Task to complete - In the worked solution below, what does the additional information say about the roots of a quadratic equation when the discriminant equals zero?

== Passage

Question

Solve for x using method of factorization

Answer 1

Given Question :-

Solve for x using method of Factorization :-

$\rm \: x = \dfrac{1}{2 - \dfrac{1}{2 - \dfrac{1}{2 - x} } }, \: \: x \: \ne \: 2$

$\large\underline{\sf{Solution-}}$

Given expression is

$\rm \: x = \dfrac{1}{2 - \dfrac{1}{2 - \dfrac{1}{2 - x} } }, \: \: x \: \ne \: 2$

can be further rewritten as

$\rm \: x = \dfrac{1}{2 - \dfrac{1}{ \dfrac{2(2 - x) - 1}{2 - x} } }, \: \: x \: \ne \: 2$

$\rm \: x = \dfrac{1}{2 - \dfrac{1}{ \dfrac{4 - 2x - 1}{2 - x} } }, \: \: x \: \ne \: 2$

$\rm \: x = \dfrac{1}{2 - \dfrac{1}{ \dfrac{3 - 2x}{2 - x} } }, \: \: x \: \ne \: 2$

$\rm \: x = \dfrac{1}{2 - \dfrac{2 - x}{3 - 2x} }, \: \: x \: \ne \: 2$

$\rm \: x = \dfrac{1}{\dfrac{2(3 - 2x) - 2 + x}{3 - 2x} }, \: \: x \: \ne \: 2$

$\rm \: x = \dfrac{1}{\dfrac{6 - 4x - 2 + x}{3 - 2x} }, \: \: x \: \ne \: 2$

$\rm \: x = \dfrac{1}{\dfrac{4 - 3x}{3 - 2x} }, \: \: x \: \ne \: 2$

$\rm \: x = \dfrac{3 - 2x}{4 - 3x}, \: \: x \: \ne \: 2$

$\rm \: x(4 - 3x) = 3 - 2x$

$\rm \: 4x - 3 {x}^{2} = 3 - 2x$

$\rm \: {3x}^{2} - 6x + 3 = 0$

$\rm \: 3( {x}^{2} - 2x + 1) = 0$

$\rm \: {x}^{2} - 2x + 1 = 0$

$\rm \: {(x - 1)}^{2} = 0$

$\rm\implies \:x = 1, \: 1$

$\rule{190pt}{2pt}$

Additional Information :-

Nature of roots :-

Let us consider a quadratic equation ax² + bx + c = 0, then nature of roots of quadratic equation depends upon Discriminant (D) of the quadratic equation.

If Discriminant, D > 0, then roots of the equation are real and unequal.

If Discriminant, D = 0, then roots of the equation are real and equal.

If Discriminant, D < 0, then roots of the equation are unreal or complex or imaginary.

Where,

Discriminant, D = b² - 4ac

====
== Data

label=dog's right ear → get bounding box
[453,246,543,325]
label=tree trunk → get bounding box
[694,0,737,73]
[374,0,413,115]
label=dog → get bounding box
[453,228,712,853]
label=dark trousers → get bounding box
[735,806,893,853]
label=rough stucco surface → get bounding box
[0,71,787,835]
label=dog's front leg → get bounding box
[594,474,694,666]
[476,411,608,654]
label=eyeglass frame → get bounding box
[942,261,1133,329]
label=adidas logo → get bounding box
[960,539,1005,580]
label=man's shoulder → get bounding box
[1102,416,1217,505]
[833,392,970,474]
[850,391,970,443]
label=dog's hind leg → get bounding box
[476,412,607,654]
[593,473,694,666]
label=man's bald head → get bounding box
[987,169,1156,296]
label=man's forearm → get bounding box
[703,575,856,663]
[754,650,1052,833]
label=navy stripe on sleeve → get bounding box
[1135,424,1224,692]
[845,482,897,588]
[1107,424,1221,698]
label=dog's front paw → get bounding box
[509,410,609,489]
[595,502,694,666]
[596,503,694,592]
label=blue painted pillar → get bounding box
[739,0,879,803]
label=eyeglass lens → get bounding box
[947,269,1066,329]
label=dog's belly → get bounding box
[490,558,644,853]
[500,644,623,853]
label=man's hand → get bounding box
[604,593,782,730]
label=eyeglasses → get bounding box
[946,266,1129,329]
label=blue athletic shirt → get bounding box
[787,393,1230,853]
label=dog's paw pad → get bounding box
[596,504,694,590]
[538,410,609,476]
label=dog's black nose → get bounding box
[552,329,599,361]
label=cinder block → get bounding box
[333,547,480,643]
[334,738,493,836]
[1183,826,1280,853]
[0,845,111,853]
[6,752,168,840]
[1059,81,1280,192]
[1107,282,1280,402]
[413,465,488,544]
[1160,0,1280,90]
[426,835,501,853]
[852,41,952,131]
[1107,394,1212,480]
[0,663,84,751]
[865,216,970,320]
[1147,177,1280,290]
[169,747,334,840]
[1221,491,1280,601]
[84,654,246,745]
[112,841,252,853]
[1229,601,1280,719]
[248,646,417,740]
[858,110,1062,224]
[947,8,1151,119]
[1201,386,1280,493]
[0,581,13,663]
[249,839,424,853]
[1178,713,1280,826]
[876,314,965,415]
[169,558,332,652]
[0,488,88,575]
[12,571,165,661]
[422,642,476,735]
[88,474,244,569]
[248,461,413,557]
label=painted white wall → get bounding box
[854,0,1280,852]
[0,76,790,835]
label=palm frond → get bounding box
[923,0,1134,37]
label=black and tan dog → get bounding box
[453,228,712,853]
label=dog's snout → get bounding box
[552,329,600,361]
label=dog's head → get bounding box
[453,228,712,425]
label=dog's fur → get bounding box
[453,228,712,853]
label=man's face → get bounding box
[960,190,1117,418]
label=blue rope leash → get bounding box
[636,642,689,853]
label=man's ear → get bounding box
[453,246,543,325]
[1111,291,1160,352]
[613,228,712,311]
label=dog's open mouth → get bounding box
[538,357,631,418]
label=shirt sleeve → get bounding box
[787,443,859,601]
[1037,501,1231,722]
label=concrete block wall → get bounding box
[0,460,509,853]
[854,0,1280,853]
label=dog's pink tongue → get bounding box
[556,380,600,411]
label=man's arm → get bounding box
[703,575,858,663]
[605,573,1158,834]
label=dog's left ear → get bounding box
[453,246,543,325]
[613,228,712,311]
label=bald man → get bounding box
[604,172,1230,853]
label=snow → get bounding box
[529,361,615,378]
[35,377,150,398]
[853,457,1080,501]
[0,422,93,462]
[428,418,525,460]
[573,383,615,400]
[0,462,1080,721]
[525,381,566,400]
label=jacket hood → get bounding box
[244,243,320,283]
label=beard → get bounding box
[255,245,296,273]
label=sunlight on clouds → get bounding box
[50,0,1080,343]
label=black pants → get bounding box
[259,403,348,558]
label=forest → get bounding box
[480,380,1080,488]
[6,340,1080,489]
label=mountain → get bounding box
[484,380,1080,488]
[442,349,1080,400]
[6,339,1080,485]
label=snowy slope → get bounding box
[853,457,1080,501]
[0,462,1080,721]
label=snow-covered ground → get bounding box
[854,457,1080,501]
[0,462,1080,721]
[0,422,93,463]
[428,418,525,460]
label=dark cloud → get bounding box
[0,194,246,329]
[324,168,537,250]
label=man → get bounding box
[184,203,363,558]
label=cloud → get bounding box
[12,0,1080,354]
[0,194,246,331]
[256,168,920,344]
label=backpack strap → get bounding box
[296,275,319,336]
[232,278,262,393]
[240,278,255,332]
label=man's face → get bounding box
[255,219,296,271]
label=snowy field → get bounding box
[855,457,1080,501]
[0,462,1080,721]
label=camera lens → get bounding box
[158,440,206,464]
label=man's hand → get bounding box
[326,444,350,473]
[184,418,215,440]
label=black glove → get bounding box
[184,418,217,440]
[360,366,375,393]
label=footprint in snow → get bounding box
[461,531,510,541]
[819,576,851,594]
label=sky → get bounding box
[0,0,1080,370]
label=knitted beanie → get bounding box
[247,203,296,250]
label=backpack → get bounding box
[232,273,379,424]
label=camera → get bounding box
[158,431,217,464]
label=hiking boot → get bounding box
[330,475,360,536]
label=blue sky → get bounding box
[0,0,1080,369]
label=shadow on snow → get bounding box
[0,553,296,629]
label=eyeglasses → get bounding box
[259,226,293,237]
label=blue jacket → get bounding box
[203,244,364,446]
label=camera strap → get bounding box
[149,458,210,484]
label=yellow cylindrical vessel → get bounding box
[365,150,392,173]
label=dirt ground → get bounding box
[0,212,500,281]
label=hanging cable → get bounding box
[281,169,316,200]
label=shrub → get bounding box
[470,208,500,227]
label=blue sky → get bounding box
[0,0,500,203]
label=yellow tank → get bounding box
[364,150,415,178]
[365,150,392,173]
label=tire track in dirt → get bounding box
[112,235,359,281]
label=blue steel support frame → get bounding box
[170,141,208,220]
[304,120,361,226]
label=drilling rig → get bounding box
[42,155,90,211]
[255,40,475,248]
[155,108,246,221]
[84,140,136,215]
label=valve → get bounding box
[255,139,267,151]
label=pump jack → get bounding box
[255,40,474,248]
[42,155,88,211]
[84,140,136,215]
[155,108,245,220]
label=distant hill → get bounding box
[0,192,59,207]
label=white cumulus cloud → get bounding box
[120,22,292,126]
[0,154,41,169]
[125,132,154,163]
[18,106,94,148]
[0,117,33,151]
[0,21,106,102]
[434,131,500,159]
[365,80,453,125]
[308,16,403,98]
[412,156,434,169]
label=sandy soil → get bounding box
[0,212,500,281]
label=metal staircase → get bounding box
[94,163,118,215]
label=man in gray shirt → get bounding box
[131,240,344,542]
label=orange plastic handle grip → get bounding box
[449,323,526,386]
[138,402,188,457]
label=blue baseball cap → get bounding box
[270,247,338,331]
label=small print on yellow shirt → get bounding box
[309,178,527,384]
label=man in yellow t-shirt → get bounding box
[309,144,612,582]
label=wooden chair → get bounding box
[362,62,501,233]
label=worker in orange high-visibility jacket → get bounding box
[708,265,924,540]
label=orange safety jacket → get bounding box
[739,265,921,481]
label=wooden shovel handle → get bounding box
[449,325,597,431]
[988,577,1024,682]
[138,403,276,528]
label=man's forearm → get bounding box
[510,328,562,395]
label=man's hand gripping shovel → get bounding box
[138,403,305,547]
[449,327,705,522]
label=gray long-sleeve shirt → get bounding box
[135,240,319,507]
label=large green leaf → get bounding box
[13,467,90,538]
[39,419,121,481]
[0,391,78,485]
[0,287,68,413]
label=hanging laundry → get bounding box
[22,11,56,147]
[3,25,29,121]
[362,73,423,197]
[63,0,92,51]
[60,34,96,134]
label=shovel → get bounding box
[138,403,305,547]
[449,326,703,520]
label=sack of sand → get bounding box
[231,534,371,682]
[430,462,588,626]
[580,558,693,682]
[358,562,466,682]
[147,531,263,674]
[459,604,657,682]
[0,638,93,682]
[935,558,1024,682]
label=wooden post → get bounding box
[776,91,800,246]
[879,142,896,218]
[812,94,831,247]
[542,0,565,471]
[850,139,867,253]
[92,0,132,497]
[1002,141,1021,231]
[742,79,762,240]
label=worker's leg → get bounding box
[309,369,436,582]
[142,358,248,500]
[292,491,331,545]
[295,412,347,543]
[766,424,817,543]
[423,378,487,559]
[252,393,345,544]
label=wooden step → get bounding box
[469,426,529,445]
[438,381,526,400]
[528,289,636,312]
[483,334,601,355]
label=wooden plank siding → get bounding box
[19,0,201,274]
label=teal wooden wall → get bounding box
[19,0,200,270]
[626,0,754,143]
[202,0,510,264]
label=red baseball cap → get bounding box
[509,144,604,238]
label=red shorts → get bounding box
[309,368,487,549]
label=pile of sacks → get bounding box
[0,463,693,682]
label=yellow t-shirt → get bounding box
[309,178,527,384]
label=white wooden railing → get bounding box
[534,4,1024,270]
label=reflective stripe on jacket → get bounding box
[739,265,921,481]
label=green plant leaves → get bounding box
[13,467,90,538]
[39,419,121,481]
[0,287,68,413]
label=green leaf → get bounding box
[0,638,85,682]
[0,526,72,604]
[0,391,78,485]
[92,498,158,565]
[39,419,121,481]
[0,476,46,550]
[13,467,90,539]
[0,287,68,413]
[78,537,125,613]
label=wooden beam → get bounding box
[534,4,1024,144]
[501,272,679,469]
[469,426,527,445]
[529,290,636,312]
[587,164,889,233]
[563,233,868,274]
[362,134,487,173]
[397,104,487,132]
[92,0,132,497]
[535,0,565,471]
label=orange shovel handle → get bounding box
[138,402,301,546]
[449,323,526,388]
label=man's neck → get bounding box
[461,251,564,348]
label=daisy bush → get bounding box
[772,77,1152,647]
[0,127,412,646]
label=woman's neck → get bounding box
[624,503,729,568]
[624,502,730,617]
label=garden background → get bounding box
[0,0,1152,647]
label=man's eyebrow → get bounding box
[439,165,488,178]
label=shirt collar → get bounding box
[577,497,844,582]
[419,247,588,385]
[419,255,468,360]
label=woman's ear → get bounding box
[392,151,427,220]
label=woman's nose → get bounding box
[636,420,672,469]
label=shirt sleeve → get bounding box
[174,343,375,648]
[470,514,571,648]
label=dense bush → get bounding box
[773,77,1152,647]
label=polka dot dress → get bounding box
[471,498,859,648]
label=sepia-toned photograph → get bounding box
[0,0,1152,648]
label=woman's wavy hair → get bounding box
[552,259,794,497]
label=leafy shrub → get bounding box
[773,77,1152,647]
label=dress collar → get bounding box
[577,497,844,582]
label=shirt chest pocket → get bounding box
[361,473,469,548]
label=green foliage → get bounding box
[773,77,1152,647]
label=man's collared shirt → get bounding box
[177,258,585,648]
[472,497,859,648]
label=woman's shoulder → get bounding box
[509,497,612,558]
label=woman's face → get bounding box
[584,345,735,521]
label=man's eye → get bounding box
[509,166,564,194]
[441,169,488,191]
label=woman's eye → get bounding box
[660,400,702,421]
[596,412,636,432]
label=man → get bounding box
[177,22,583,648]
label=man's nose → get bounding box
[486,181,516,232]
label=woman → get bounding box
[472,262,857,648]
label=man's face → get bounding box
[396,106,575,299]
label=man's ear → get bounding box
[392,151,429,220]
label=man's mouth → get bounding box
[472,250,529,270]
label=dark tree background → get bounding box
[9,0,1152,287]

====

The response - The roots are real and equal.